_WRITTEN TASK_: Output, word for word, the lines starting with the one that contains "An <instance> lists" and running through the one that contains "box: [76, 270, 218, 388]", including both.

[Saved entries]
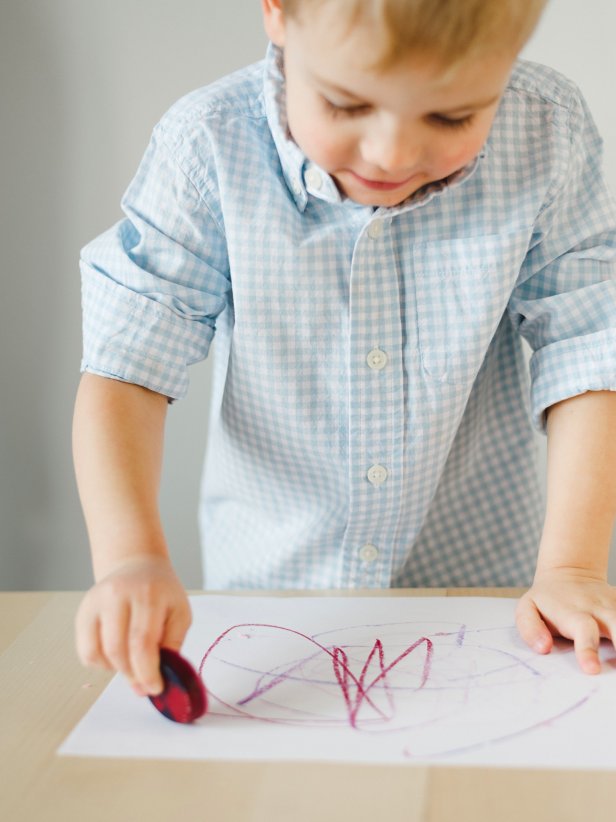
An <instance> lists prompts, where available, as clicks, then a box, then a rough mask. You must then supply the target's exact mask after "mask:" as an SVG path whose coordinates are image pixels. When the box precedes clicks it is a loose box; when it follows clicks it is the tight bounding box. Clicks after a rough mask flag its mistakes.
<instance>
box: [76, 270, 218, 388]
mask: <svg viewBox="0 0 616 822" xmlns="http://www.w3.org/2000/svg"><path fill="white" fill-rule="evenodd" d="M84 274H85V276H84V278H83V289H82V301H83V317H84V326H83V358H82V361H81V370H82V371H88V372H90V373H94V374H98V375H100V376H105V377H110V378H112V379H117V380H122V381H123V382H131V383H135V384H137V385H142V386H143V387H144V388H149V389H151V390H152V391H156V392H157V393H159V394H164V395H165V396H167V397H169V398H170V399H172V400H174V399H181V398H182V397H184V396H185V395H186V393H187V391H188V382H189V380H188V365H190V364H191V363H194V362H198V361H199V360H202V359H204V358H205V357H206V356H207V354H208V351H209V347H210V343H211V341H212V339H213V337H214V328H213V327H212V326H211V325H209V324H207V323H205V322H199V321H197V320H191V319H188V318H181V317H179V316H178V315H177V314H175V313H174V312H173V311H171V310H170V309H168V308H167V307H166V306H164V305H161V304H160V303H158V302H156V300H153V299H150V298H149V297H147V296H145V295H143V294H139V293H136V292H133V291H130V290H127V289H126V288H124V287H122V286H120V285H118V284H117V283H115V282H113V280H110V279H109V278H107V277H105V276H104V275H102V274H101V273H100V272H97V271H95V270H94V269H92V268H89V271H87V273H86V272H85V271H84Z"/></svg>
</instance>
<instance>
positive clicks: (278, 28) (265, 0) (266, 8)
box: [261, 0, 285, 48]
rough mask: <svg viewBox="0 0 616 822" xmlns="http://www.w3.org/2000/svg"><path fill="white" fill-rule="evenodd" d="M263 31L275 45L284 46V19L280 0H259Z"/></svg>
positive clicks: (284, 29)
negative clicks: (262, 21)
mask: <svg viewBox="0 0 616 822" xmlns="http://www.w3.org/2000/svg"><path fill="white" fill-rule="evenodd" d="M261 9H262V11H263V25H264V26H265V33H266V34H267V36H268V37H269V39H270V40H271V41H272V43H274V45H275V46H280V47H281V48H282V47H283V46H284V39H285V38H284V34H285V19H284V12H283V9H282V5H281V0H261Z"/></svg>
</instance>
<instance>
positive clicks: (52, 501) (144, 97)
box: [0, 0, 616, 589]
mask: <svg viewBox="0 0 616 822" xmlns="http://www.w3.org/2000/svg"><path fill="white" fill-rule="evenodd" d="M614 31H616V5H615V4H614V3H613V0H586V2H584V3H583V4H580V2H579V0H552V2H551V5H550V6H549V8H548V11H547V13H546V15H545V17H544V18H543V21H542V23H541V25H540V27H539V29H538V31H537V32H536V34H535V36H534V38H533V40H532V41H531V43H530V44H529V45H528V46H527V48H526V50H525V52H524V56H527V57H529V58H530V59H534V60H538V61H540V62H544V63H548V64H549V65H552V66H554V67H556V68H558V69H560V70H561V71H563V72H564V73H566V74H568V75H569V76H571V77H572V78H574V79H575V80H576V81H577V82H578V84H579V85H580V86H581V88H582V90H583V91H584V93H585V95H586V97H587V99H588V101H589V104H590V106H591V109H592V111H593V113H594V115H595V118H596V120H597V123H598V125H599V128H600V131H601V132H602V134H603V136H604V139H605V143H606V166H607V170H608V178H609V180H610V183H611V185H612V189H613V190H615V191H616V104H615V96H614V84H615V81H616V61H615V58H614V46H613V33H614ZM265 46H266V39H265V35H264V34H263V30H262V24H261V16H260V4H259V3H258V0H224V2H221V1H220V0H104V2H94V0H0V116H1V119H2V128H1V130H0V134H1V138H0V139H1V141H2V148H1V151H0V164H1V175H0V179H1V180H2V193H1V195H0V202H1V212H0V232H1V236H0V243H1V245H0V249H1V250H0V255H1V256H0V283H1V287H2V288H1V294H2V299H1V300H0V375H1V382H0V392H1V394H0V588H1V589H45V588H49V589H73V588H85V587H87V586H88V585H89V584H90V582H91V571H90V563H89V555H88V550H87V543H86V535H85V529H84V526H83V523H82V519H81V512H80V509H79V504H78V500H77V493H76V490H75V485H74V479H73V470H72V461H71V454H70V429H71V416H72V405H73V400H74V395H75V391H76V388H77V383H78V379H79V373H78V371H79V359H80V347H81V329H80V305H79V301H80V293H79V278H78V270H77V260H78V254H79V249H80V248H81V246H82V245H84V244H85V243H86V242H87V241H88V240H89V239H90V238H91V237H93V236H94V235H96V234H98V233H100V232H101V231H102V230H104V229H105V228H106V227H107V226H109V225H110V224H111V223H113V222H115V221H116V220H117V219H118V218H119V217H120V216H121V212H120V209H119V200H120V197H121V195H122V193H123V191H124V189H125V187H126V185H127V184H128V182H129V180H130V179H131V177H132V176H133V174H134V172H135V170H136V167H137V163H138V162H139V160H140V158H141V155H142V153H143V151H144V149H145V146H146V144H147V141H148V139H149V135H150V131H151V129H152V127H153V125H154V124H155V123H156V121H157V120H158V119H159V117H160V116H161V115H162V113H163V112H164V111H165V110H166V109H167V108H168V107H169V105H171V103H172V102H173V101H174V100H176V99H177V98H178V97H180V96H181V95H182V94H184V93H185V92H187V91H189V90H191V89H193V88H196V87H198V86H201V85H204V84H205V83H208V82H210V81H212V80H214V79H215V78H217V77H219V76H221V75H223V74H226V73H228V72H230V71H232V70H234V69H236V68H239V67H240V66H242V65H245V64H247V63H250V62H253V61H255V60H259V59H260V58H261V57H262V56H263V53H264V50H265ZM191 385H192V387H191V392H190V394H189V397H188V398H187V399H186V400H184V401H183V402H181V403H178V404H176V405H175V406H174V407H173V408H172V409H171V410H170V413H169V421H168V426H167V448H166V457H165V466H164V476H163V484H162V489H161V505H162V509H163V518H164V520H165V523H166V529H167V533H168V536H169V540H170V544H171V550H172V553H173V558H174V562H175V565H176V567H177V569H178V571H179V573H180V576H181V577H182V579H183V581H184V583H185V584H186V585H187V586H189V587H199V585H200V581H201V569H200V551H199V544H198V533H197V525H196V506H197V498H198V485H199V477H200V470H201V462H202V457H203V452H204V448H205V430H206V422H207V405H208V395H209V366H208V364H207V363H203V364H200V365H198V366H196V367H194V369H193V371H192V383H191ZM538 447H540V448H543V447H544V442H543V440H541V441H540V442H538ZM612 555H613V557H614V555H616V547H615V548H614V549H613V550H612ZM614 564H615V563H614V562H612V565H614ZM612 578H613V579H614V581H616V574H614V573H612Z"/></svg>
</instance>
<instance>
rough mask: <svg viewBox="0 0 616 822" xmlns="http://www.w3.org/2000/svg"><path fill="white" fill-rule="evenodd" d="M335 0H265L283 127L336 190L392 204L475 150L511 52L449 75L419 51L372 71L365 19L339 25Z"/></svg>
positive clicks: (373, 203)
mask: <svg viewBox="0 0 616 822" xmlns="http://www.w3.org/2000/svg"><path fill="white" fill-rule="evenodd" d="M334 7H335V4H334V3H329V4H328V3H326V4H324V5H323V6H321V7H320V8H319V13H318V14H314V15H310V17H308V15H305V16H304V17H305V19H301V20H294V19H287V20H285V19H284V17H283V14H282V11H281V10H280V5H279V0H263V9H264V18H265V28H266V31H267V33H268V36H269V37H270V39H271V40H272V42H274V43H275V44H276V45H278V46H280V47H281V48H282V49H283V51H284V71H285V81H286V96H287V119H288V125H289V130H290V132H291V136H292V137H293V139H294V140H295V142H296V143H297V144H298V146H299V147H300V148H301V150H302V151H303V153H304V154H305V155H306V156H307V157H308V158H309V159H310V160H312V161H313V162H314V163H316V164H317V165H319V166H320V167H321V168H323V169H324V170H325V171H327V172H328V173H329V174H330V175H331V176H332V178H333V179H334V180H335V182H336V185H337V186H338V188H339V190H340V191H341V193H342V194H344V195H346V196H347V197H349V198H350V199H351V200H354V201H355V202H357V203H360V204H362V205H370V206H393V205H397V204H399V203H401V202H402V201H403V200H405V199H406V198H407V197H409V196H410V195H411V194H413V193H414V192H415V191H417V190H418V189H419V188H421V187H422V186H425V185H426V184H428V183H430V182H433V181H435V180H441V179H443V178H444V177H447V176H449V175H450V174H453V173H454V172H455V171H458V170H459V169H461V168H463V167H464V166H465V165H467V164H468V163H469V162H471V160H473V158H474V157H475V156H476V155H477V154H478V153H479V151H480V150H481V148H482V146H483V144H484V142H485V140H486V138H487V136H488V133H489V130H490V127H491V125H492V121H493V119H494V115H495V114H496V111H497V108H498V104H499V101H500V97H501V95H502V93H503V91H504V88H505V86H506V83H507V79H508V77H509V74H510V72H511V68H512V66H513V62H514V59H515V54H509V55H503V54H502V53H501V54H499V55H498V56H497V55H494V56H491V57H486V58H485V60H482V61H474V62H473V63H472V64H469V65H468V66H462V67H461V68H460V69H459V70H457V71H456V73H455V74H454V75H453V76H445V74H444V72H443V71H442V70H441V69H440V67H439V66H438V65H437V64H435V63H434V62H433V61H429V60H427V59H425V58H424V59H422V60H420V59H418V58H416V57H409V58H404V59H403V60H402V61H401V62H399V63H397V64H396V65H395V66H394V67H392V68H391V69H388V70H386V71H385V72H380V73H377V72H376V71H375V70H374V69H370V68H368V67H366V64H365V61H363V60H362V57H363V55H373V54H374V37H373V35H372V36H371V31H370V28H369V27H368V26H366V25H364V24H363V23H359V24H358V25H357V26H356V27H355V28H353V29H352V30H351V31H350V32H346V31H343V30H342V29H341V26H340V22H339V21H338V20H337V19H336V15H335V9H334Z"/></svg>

--

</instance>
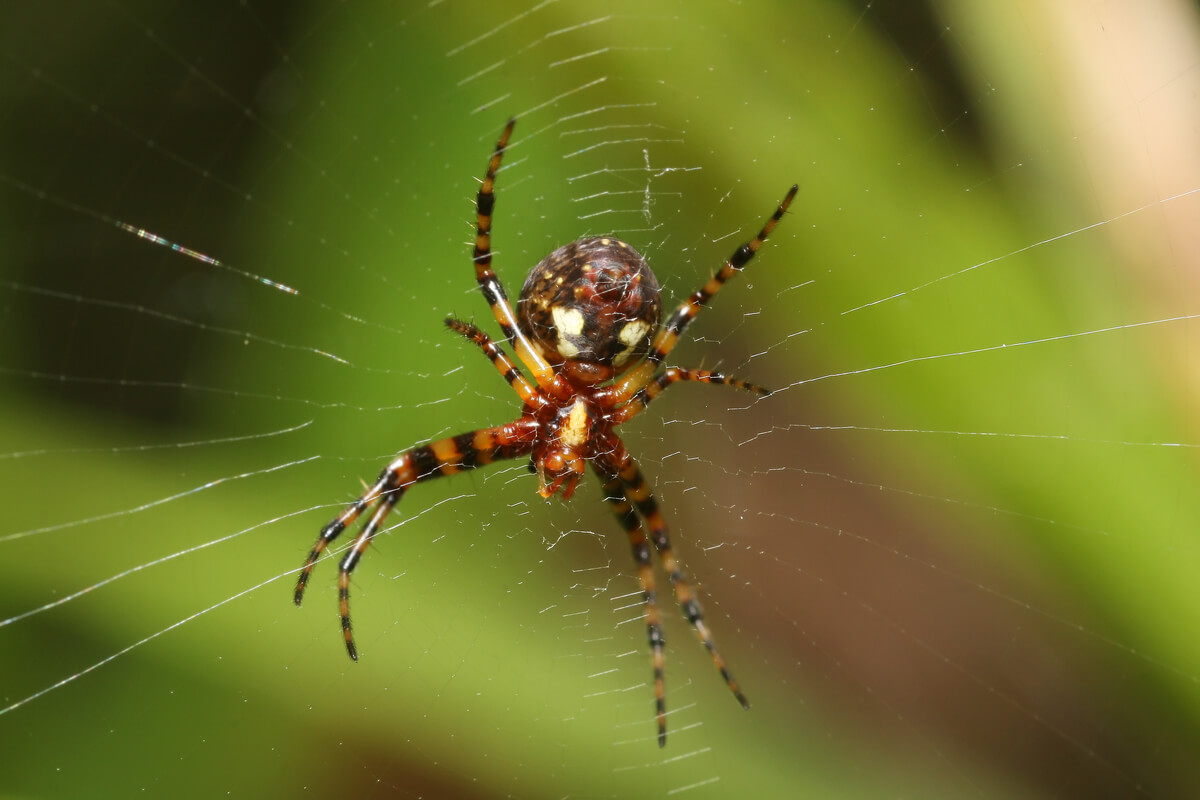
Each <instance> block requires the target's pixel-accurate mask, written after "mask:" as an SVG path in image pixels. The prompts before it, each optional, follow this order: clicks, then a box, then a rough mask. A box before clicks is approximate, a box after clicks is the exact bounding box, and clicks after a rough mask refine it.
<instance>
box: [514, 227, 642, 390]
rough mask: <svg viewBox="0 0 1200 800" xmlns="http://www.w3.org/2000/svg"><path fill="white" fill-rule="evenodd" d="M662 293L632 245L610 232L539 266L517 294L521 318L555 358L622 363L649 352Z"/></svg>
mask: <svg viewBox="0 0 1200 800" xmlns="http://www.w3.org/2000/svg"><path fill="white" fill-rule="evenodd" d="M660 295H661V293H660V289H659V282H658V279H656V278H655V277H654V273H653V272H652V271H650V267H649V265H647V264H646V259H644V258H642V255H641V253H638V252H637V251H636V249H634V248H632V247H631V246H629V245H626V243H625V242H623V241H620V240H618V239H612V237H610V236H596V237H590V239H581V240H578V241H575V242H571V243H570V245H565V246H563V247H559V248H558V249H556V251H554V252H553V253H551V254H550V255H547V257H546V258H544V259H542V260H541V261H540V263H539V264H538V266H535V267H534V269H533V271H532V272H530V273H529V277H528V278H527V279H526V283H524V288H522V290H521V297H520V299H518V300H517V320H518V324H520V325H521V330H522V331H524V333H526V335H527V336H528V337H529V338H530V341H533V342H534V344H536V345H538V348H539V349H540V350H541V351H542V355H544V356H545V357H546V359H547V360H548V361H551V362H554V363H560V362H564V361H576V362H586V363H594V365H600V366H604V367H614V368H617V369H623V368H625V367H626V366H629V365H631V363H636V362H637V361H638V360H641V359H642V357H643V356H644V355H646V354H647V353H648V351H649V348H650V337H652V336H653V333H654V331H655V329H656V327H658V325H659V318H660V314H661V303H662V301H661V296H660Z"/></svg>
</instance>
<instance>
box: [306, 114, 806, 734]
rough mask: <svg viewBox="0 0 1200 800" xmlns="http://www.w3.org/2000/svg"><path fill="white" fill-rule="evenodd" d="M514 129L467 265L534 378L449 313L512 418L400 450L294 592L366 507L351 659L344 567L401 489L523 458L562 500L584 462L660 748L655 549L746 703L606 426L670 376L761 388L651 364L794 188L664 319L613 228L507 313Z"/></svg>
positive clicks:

_EXERCISE SOLUTION_:
An <instance> lists prompts, where available, as clicks, then a box, then a rough mask. You must then supply the target's exact mask after "mask:" as an SVG path whose coordinates are image pixels. When the box precedes clicks it is a loose box; when it follows clicks it is the tight bounding box. Clicks after a rough mask flag its mistakes.
<instance>
box: [76, 270, 218, 388]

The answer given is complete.